What to work on: Copy out all of the entries below without any change.

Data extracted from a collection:

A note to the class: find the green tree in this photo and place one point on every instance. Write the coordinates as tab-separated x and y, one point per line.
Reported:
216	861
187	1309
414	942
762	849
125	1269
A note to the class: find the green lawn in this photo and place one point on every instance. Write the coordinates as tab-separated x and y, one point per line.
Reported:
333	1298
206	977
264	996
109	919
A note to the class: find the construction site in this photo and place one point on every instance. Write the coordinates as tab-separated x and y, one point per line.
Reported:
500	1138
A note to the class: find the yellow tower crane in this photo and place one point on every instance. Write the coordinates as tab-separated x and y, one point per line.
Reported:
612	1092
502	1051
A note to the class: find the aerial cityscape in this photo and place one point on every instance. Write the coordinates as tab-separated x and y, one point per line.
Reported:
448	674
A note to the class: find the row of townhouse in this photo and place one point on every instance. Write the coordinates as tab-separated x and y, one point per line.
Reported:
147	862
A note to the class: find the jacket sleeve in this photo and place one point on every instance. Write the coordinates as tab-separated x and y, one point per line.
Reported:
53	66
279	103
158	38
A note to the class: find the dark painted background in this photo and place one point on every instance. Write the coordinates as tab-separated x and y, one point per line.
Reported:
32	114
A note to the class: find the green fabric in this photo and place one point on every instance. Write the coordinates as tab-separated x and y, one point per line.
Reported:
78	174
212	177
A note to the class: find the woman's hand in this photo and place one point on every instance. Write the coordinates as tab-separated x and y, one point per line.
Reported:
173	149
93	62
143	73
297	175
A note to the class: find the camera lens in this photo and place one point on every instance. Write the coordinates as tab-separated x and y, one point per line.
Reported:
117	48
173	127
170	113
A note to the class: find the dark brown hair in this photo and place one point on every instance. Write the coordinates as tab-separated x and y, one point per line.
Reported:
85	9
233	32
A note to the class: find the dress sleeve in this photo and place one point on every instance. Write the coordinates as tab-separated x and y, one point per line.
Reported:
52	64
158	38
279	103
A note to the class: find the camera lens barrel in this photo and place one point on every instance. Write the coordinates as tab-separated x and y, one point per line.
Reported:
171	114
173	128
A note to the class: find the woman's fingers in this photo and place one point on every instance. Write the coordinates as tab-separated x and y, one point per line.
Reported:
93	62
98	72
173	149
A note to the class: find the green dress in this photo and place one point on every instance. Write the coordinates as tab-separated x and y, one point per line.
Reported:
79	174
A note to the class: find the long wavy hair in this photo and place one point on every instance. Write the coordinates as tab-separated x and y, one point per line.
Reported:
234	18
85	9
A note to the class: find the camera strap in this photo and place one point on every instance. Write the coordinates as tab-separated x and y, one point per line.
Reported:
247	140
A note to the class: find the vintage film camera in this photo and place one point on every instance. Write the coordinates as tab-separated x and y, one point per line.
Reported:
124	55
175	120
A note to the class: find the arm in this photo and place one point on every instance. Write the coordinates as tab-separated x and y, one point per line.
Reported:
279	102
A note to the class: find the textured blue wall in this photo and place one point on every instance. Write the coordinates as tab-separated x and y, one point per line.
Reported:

Answer to the problem:
A note to the class: find the green tree in this photo and place one point on every instance. Write the coordinates as tab-separated x and y, one point per line.
Reported:
216	861
187	1309
414	942
762	849
125	1269
A note to the class: find the green lawn in this photo and place one point on every instance. Write the coordinates as tab-separated x and y, one point per line.
Reported:
333	1298
206	977
264	996
109	919
A note to the class: find the construction site in this photo and place one point on every instance. Write the coordinates as tab-separated x and y, one point per line.
Reported:
500	1138
A note to the class: find the yellow tower crane in this photo and place one point on every instance. Write the coordinates as tab-separated x and y, one point per line.
Reported:
612	1092
502	1051
A note to the class: find the aerial cityscape in this photo and place one point on every instance. Write the coordinates as tab-separated x and y, one point per line.
Reported:
448	674
A note to the class: find the row of townhouse in this photo and place one point on every instance. Write the coordinates as tab-separated x and y, one point per line.
Reported:
147	862
A note to the class: find the jacket sleeve in this photo and place one point on every instance. Write the coordinates as tab-separated x and y, one point per line.
Reported:
53	66
279	103
158	38
A note to the class: find the dark painted background in this photo and place one point on every instance. Write the coordinates as tab-separated x and y, one point per line.
Reported:
32	114
A note to the class: find the green fabric in this photo and place one point on every instance. Write the coordinates as tab-separated x and y, one point per line.
Reported:
78	174
212	177
A note to the class: find the woman's hand in this photo and place one point on every instance. Write the coordinates as tab-separated x and y, one point per line.
Reported:
173	149
93	62
143	73
297	175
A note to the class: find the camera lens in this photo and place one point on every instance. Write the coordinates as tab-separated x and y, one point per line.
Reported:
117	48
173	127
170	113
A note to the class: find the dark brown hair in this photo and place one point on every instance. Write the coordinates as tab-separated x and y, one point per line.
Reported:
85	9
233	32
A note to the class: find the dress sleeve in this photo and place one point on every instance. Write the coordinates as tab-separated x and y, one point per line.
Reported:
52	64
158	38
279	103
A note to the class: find the camera lens barrel in this photo and place one point on every instance. Write the coordinates as tab-separated x and y, one point per line.
Reported:
171	114
173	128
A note to the class: find the woman's fingers in this photo and place one point on every instance. Write the coordinates as tab-separated x and y, one point per line.
Reported:
93	62
98	72
173	149
A note to the class: find the green dress in this photo and place one point on every instance. Write the coordinates as tab-separated x and y, one point per line.
Reported:
79	174
A note to the class: find the long wavy hair in this photo and place one point on every instance. Write the coordinates as tab-separated x and y, one point per line.
Reported:
234	18
85	9
A note to the class: find the camera strap in this photo and place one point on every instance. Write the coordinates as tab-separated x and y, one point per line.
Reported:
247	140
A note to the class: find the vintage film camera in this photo and place one point on every instance. Write the coordinates as tab-separated x and y, one point per line.
Reported:
124	55
175	120
A note to the class: find the arm in this photo and place one point on every instance. Write the coordinates as tab-separated x and y, one point per line.
Reported:
279	102
A note to the class: find the textured blue wall in this photo and place one point on every instance. Write the coordinates as tab-separated x and y, one point per line.
Reported:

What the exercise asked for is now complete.